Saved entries
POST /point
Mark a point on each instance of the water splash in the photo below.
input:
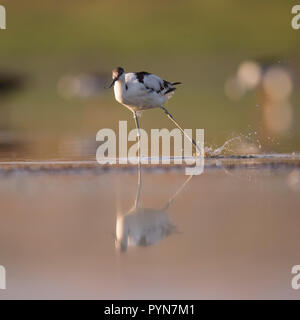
(215, 152)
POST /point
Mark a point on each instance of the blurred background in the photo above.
(238, 61)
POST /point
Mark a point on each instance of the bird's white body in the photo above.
(141, 91)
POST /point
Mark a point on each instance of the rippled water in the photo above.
(74, 229)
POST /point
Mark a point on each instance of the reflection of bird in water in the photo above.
(144, 226)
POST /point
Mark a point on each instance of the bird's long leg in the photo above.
(139, 188)
(138, 135)
(178, 126)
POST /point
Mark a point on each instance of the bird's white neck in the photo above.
(120, 88)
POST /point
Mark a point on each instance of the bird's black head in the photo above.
(116, 74)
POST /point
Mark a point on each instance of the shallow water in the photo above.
(78, 230)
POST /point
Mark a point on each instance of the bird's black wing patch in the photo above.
(140, 75)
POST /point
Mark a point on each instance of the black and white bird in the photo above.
(139, 91)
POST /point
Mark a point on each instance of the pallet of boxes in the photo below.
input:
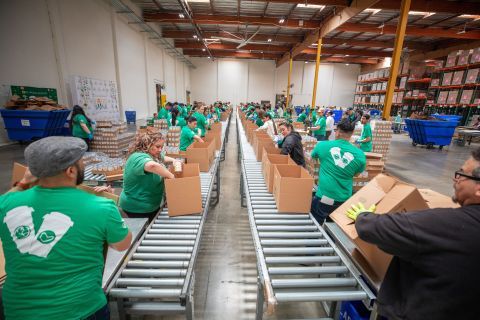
(112, 138)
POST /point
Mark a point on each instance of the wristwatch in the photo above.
(22, 185)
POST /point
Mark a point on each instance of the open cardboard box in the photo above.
(19, 171)
(261, 143)
(269, 162)
(389, 195)
(184, 193)
(292, 188)
(201, 153)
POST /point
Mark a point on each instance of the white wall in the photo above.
(256, 80)
(57, 39)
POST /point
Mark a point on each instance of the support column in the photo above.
(397, 52)
(289, 78)
(315, 80)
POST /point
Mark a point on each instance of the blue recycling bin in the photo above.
(27, 125)
(431, 132)
(131, 116)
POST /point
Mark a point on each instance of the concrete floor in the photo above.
(225, 286)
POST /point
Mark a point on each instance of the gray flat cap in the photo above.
(49, 156)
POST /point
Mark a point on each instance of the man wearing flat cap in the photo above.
(53, 236)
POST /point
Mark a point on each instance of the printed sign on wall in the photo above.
(97, 97)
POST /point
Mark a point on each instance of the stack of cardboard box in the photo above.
(112, 139)
(382, 137)
(173, 136)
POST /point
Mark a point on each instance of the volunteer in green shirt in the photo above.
(301, 118)
(340, 161)
(188, 135)
(53, 237)
(320, 126)
(143, 185)
(81, 125)
(201, 120)
(365, 140)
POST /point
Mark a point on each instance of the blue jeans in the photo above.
(101, 314)
(321, 211)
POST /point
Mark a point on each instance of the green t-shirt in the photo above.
(201, 122)
(181, 122)
(302, 117)
(186, 138)
(366, 132)
(340, 161)
(322, 123)
(53, 240)
(142, 191)
(77, 130)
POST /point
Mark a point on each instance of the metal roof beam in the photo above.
(221, 19)
(411, 31)
(332, 23)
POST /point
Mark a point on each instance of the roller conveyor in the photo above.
(157, 276)
(296, 259)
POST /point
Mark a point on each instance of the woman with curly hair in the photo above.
(143, 185)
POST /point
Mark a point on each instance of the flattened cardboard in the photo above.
(269, 161)
(184, 193)
(389, 195)
(292, 188)
(437, 200)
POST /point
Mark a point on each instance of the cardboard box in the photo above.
(437, 200)
(472, 76)
(261, 143)
(447, 79)
(269, 162)
(466, 97)
(458, 77)
(292, 188)
(389, 195)
(184, 193)
(201, 153)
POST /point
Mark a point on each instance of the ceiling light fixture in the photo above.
(372, 11)
(311, 6)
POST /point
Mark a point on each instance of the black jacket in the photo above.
(435, 271)
(292, 145)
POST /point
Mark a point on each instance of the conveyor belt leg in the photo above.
(260, 300)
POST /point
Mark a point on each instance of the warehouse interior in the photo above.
(405, 63)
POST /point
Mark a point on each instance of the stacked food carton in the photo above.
(382, 137)
(173, 136)
(161, 124)
(112, 139)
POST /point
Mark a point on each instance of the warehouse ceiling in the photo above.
(277, 28)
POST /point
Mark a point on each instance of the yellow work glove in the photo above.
(357, 209)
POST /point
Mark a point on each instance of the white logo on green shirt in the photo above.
(341, 160)
(20, 223)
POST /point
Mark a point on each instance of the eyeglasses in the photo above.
(460, 173)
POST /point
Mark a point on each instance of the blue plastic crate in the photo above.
(26, 125)
(131, 116)
(431, 133)
(353, 310)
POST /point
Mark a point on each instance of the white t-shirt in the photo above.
(330, 123)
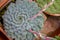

Activity » Whenever a line of the records holds the string "below", pick it out and copy it.

Problem solution »
Mark a point on each instance of the water splash in the photo below.
Mark a point on each instance of the pallet of boxes in the photo below.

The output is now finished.